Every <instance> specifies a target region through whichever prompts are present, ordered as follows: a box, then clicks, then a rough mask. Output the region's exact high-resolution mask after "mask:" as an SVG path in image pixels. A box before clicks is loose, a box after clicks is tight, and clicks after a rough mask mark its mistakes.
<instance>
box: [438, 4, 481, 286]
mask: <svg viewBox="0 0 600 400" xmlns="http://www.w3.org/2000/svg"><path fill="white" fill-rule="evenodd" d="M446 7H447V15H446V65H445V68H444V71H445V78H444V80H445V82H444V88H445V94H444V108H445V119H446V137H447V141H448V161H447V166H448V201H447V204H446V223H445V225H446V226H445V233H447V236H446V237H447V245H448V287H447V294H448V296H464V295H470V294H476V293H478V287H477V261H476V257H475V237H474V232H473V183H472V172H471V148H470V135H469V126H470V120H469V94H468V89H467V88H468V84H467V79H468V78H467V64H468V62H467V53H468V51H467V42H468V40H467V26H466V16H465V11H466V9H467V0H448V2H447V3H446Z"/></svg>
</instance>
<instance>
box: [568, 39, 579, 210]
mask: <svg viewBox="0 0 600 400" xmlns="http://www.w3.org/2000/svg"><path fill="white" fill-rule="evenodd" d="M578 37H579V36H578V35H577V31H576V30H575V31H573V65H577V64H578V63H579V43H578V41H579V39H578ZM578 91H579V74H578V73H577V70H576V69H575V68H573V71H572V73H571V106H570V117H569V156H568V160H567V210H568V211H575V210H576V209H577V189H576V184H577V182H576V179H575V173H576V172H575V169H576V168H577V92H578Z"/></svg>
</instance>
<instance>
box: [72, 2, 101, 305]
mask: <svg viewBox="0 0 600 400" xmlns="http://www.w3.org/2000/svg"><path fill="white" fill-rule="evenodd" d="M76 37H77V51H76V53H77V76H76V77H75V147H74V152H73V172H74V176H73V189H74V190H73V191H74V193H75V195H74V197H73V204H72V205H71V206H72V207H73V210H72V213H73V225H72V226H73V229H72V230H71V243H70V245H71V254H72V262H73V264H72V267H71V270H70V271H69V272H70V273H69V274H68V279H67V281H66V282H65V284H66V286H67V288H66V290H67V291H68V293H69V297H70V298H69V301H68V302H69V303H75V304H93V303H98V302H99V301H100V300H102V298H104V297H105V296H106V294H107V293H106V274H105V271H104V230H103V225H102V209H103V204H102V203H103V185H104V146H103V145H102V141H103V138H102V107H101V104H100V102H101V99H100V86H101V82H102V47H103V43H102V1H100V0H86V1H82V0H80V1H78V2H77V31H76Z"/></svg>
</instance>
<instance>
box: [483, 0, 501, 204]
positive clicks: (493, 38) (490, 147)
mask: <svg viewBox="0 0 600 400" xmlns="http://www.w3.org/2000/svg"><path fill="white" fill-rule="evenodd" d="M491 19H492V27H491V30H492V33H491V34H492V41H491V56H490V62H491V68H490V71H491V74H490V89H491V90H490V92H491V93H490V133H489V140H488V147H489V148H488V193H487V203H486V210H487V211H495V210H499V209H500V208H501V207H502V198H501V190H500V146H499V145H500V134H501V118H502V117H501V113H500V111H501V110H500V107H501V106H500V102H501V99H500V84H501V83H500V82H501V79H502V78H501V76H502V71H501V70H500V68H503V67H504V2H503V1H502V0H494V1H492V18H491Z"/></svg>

--------------------

*About this task*:
In the answer, each line of the data must appear exactly as written.

*The answer*:
Every <instance> specifies a target region through whichever prompts are present, ordered as follows: a box, then clicks, then a rough mask. Output the region's exact high-resolution mask after "mask:" as an SVG path in image pixels. A box before clicks is loose, a box after clicks is tight, and clicks after a rough mask mark its mistakes.
<instance>
box: [438, 4, 481, 286]
mask: <svg viewBox="0 0 600 400" xmlns="http://www.w3.org/2000/svg"><path fill="white" fill-rule="evenodd" d="M446 7H447V15H446V65H445V68H444V71H445V78H444V80H445V82H444V88H445V94H444V108H445V119H446V137H447V141H448V161H447V166H448V201H447V204H446V223H445V225H446V226H445V233H447V236H446V237H447V245H448V287H447V294H448V296H464V295H470V294H476V293H478V287H477V261H476V257H475V237H474V232H473V183H472V172H471V148H470V135H469V126H470V120H469V94H468V89H467V88H468V84H467V79H468V78H467V64H468V62H467V53H468V51H467V42H468V40H467V26H466V16H465V11H466V9H467V0H448V2H447V3H446Z"/></svg>
</instance>
<instance>
box: [568, 39, 579, 210]
mask: <svg viewBox="0 0 600 400" xmlns="http://www.w3.org/2000/svg"><path fill="white" fill-rule="evenodd" d="M578 37H579V36H578V35H577V31H576V30H575V31H573V65H577V64H578V63H579V43H578V41H579V39H578ZM578 91H579V74H578V73H577V70H576V69H575V68H573V71H572V73H571V106H570V117H569V156H568V160H567V210H568V211H575V210H576V209H577V189H576V184H577V182H576V179H575V173H576V172H575V169H576V168H577V92H578Z"/></svg>
</instance>
<instance>
box: [72, 2, 101, 305]
mask: <svg viewBox="0 0 600 400" xmlns="http://www.w3.org/2000/svg"><path fill="white" fill-rule="evenodd" d="M76 37H77V51H76V53H77V76H76V77H75V147H74V152H73V172H74V176H73V189H74V190H73V191H74V193H75V195H74V197H73V204H72V205H71V206H72V207H73V210H72V213H73V225H72V226H73V229H72V230H71V243H70V245H71V254H72V262H73V264H72V267H71V270H70V271H69V272H70V273H69V274H68V279H67V281H66V282H65V284H66V286H67V288H66V290H67V291H68V293H69V297H70V298H69V301H68V302H69V303H75V304H93V303H98V302H99V301H100V300H102V298H104V297H105V296H106V294H107V293H106V274H105V271H104V230H103V225H102V209H103V204H102V203H103V185H104V146H103V145H102V141H103V138H102V107H101V104H100V102H101V99H100V86H101V82H102V47H103V43H102V1H100V0H86V1H82V0H80V1H78V2H77V31H76Z"/></svg>
</instance>
<instance>
box: [483, 0, 501, 204]
positive clicks: (493, 38) (490, 147)
mask: <svg viewBox="0 0 600 400" xmlns="http://www.w3.org/2000/svg"><path fill="white" fill-rule="evenodd" d="M491 19H492V27H491V30H492V33H491V34H492V41H491V56H490V62H491V68H490V71H491V74H490V89H491V90H490V92H491V93H490V133H489V140H488V147H489V148H488V193H487V203H486V210H487V211H495V210H499V209H500V208H501V207H502V198H501V190H500V146H499V145H500V134H501V118H502V117H501V113H500V111H501V110H500V107H501V106H500V102H501V99H500V84H501V83H500V82H501V79H502V78H501V76H502V71H501V70H500V68H503V67H504V2H503V1H502V0H494V1H492V18H491Z"/></svg>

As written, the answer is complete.